GOAL =
Your copy of the material below should match it exactly, except that it holds no pictures.

[Records from a dataset]

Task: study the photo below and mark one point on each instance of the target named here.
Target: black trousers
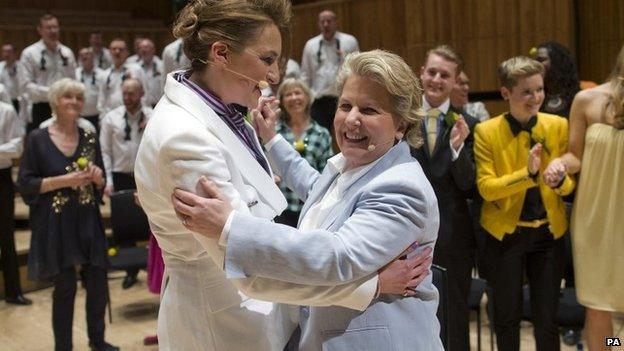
(534, 251)
(63, 298)
(41, 112)
(323, 110)
(458, 264)
(125, 181)
(15, 105)
(8, 257)
(95, 120)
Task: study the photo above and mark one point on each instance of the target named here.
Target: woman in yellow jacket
(522, 210)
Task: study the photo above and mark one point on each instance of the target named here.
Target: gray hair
(390, 71)
(62, 87)
(290, 83)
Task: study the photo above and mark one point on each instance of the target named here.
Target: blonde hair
(62, 87)
(516, 68)
(449, 54)
(236, 23)
(617, 87)
(390, 71)
(291, 83)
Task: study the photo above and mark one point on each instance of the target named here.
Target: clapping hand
(265, 116)
(555, 172)
(534, 159)
(459, 133)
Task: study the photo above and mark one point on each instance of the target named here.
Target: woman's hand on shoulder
(403, 275)
(203, 215)
(265, 117)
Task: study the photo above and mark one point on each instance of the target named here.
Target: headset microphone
(372, 147)
(262, 84)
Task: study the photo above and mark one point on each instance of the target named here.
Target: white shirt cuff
(455, 154)
(362, 296)
(273, 141)
(225, 232)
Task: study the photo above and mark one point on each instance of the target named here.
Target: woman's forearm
(52, 183)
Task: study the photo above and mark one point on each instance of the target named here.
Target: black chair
(570, 314)
(440, 280)
(130, 225)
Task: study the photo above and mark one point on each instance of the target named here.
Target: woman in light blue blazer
(370, 202)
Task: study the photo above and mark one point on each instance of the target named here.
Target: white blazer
(200, 308)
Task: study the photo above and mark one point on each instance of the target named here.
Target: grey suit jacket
(382, 213)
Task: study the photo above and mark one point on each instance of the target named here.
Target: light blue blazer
(382, 213)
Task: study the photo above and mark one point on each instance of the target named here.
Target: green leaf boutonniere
(538, 139)
(450, 119)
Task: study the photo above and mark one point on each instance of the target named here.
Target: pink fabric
(155, 266)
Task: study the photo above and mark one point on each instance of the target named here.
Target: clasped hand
(93, 174)
(555, 172)
(459, 133)
(265, 116)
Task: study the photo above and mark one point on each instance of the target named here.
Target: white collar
(443, 108)
(136, 115)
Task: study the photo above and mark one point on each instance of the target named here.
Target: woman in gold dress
(596, 149)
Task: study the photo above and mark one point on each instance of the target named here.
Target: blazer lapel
(249, 167)
(387, 161)
(320, 188)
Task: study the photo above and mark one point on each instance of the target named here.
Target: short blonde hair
(516, 68)
(236, 23)
(62, 87)
(390, 71)
(291, 83)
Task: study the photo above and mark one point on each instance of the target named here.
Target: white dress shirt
(119, 154)
(446, 105)
(321, 60)
(103, 59)
(92, 81)
(14, 78)
(133, 59)
(320, 210)
(110, 96)
(292, 69)
(477, 110)
(44, 67)
(11, 133)
(4, 94)
(174, 58)
(153, 77)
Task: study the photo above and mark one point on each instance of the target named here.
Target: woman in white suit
(195, 131)
(370, 201)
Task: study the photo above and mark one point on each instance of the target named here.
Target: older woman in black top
(60, 178)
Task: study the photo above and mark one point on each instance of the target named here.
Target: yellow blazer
(503, 177)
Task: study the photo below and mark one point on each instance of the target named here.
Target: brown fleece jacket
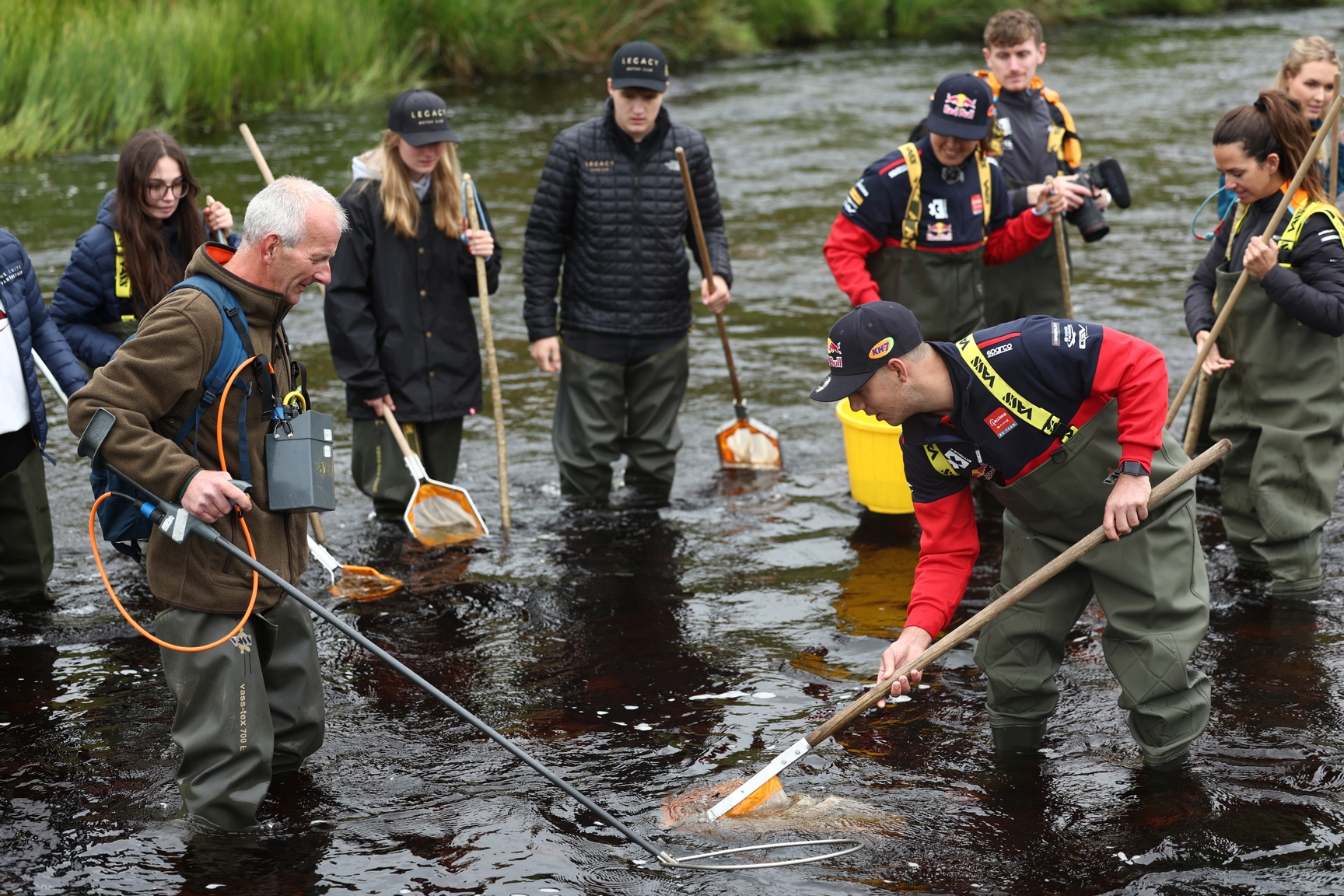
(151, 384)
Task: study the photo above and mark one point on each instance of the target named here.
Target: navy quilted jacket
(616, 219)
(34, 330)
(86, 295)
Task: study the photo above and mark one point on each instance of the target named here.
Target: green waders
(1024, 286)
(247, 709)
(1152, 586)
(1283, 408)
(380, 469)
(26, 546)
(941, 289)
(607, 410)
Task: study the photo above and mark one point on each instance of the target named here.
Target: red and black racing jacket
(1066, 367)
(950, 219)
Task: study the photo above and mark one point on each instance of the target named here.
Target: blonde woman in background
(1308, 75)
(398, 310)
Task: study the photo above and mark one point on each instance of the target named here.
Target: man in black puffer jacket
(611, 210)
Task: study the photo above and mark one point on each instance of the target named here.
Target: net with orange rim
(439, 515)
(365, 585)
(749, 445)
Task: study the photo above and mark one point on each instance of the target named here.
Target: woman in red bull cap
(922, 222)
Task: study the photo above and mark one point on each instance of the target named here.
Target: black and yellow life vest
(1063, 142)
(914, 207)
(1301, 208)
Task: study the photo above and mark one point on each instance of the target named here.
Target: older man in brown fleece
(250, 709)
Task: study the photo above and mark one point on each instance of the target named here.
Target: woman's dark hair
(1273, 124)
(151, 264)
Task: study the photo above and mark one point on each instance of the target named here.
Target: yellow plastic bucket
(877, 467)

FINAL RESULT =
Task: study the photo below and mark one point on each instance of the target named here.
Target: black trousers
(534, 251)
(63, 298)
(41, 112)
(323, 110)
(458, 264)
(125, 181)
(15, 105)
(8, 257)
(95, 120)
Task: study the photo above and mark one point on each instance of the target named here.
Target: woman in yellow jacket
(522, 210)
Task: study the photo above and mark one point on each instance of the target named here.
Target: gray hair
(390, 71)
(62, 87)
(290, 83)
Task: study the photo above and mark one point on each instance of the target named here.
Target: blonde hair
(62, 87)
(516, 68)
(449, 54)
(236, 23)
(617, 87)
(390, 71)
(291, 83)
Task: study the photo above and mark one point on each instance of the target named here.
Target: clapping hand
(265, 116)
(555, 172)
(534, 159)
(459, 133)
Task: study the photo above and mark one point on each instance of the target named here.
Target: woman's hand on shoulder
(403, 275)
(203, 215)
(265, 117)
Task: study the photo above and mark one point on each instance of the target named here.
Target: headset microphone
(372, 147)
(262, 84)
Task: study the photo above and mark one point on each instance of the target named here.
Target: white shirt cuff
(455, 154)
(362, 296)
(273, 141)
(225, 232)
Task: study the photo above and mark one point on each instance of the target named here.
Target: woman's forearm
(52, 183)
Task: study the photo above and mark one point on each instance of the target named here.
Target: black chair
(570, 314)
(440, 280)
(130, 225)
Task: study the photo above and mark one point on each instance of the target named here.
Target: woman in light blue blazer
(370, 202)
Task: study the photo above and mark one point on each instance of the target named here.
Target: white blazer
(200, 308)
Task: study the photo above and mark one point on each instance of the target named here.
Target: grey suit jacket
(382, 213)
Task: study the photo above and mark one point on each instance of the target named here.
Target: light blue blazer
(382, 213)
Task: study the photo above and mark one point on each instance of the target named here.
Target: green leaf boutonniere
(538, 139)
(450, 119)
Task: study the photo above and mark one point on each instance of the target named here.
Target: pink fabric
(155, 266)
Task: study the photo above and mark one point on each instance of the target named here.
Target: clasped hand
(93, 174)
(555, 172)
(459, 133)
(265, 116)
Task: study the photo above and mark one point on each instance of the target named here.
Target: white collar
(443, 108)
(136, 115)
Task: study the photo above and mark one point on each instance of the target named here.
Target: woman in gold dress
(596, 149)
Task: study the photo above and mark one point on each instance of the target named here.
Target: blazer lapel
(249, 167)
(387, 161)
(320, 188)
Task: study the photo above and mark one point on each instance of the target named here.
Target: short blonde hair
(516, 68)
(236, 23)
(62, 87)
(390, 71)
(291, 83)
Task: study the photo above and mark one point on each instance of the target named here.
Target: white dress shirt
(119, 154)
(446, 105)
(321, 60)
(103, 59)
(92, 81)
(14, 78)
(133, 59)
(320, 210)
(110, 96)
(292, 69)
(477, 110)
(44, 67)
(11, 133)
(4, 94)
(174, 58)
(153, 77)
Task: study the photo above and mark one point on each instance of the target named here.
Target: woman in white suit
(195, 131)
(370, 201)
Task: study the photo above and mark one point on each instance of the target named here.
Target: older woman in black top
(60, 178)
Task: study the photo above and mark one point on each instance of the target named here.
Target: yellow blazer
(503, 177)
Task: study the photo below and mark one point on each instance of the target named here.
Target: brown fleece jacket
(151, 384)
Task: study the photo above and mark one point on each instance of the target named here.
Target: navy quilted jacket
(616, 219)
(34, 330)
(86, 295)
Task: study the photo above and mark one point on each instance of the target named here.
Target: green waders
(1024, 286)
(247, 709)
(1152, 586)
(1283, 408)
(380, 469)
(26, 546)
(941, 289)
(607, 410)
Task: study the photo above and mark one point on each instance of the target named here.
Target: red and black racing jacket
(1066, 367)
(950, 219)
Task: study the photo above and mark one point on each instance of the target named here.
Target: blonde woman in background
(1308, 75)
(398, 310)
Task: study the photo above and mark one point on each instance of the target named here.
Target: man in black puffer jacket
(611, 210)
Task: study the photo above and mark one point on each instance of the target named here.
Target: net with orange rim
(439, 515)
(365, 585)
(749, 445)
Task: study the photo above and mark one point on each instance of the target named here.
Target: woman in red bull cap
(922, 222)
Task: study the photo above and mark one point on each instance of the target named here.
Target: black and yellow life vest
(1063, 142)
(914, 207)
(1301, 208)
Task: study the photo above and mark one point on each instance of the target named here.
Target: older man in brown fleece
(250, 709)
Task: study the photo above and mark one point on each instance of the target named here.
Target: woman's dark hair
(1273, 124)
(151, 264)
Task: study the photo above and mark one point on each instance of the target named here.
Target: yellow plastic bucket
(877, 467)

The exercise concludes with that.